Object point labels

--------------------------------

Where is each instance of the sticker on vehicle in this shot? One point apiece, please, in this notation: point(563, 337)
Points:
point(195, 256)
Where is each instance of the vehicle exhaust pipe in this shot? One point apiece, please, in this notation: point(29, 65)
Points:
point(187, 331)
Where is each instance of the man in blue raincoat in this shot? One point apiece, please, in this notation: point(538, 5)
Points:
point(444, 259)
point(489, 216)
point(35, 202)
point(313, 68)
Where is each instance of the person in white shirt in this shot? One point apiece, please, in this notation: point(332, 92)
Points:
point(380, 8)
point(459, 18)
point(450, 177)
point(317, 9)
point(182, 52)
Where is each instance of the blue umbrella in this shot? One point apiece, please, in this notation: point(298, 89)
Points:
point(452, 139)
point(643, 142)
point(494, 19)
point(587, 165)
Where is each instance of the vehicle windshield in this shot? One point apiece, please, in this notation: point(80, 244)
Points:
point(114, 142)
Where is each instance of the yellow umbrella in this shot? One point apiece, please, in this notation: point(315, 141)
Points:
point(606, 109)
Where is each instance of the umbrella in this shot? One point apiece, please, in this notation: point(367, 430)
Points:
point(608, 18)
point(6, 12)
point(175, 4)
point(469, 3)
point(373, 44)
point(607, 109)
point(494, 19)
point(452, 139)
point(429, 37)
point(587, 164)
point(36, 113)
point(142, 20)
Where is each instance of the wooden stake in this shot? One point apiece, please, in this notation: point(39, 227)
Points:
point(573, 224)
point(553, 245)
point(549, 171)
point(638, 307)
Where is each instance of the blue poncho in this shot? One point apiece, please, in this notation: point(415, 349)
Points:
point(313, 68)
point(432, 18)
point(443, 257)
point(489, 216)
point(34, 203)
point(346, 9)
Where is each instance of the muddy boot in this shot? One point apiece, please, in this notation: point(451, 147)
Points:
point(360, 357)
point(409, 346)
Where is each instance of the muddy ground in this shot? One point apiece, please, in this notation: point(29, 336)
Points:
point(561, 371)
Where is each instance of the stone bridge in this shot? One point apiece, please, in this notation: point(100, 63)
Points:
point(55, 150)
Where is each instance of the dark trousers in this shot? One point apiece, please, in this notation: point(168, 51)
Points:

--------------------------------

**What you will do:**
Copy the listing above again, putting "A single point for each" wherever "One point apiece" appears and changing nothing else.

**Result of this task:**
Where is each instance of the sticker on vehicle in this shot? A single point for each, please, in this notation: point(563, 337)
Points:
point(195, 256)
Where is each instance of the vehicle exhaust pipe in this shot? A single point for each, please, in this notation: point(29, 65)
Points:
point(187, 331)
Where is each instance of the man in blue raincoat in this shot? A single point for each, please, in this notation: point(538, 5)
Points:
point(444, 259)
point(489, 216)
point(35, 202)
point(313, 68)
Where is each instance of the person in white shirt in this shot? A single point for each, please, in this notation: point(332, 92)
Points:
point(380, 8)
point(459, 18)
point(450, 177)
point(317, 9)
point(182, 52)
Where is each instance of the blue umbrella in this shot? A single point for each, please, in this notation: point(298, 89)
Points:
point(452, 139)
point(643, 142)
point(494, 19)
point(587, 165)
Where is each instance of the vehicle windshield in this shot? A single point for each, please, in this notation: point(80, 244)
Points:
point(114, 142)
Where is each instance of the yellow umbrella in this shot? A single point for each, please, in this notation: point(315, 141)
Points:
point(606, 109)
Where is each instance of the umbrella in this shot? A single point for each, please, in this notation: point(367, 430)
Points:
point(608, 18)
point(6, 12)
point(175, 4)
point(469, 3)
point(373, 44)
point(607, 109)
point(494, 19)
point(452, 139)
point(429, 37)
point(587, 164)
point(36, 113)
point(142, 20)
Where is each instance of the wooden stake in this shot? A single point for each, please, in this notation: point(39, 227)
Points:
point(573, 224)
point(553, 245)
point(549, 171)
point(638, 307)
Where is each instance of the blue poncho in this shot? A single point for each, please, in this notation: point(415, 349)
Points:
point(313, 68)
point(432, 18)
point(443, 257)
point(489, 216)
point(34, 203)
point(346, 9)
Where is each instance of the muddy boot in this shot? A single point for each, please, in this notation: point(451, 147)
Points:
point(360, 357)
point(409, 346)
Where is each instance of the muddy ground in this shot? A single point for each, please, in this notation: point(29, 336)
Points:
point(561, 371)
Where is each instance of the stone bridge in this shot? A single point for each, please, in this notation: point(100, 63)
Points:
point(55, 150)
Where is each instance of the dark trousers in this shot? A single point for each, please, in this notation: point(168, 51)
Points:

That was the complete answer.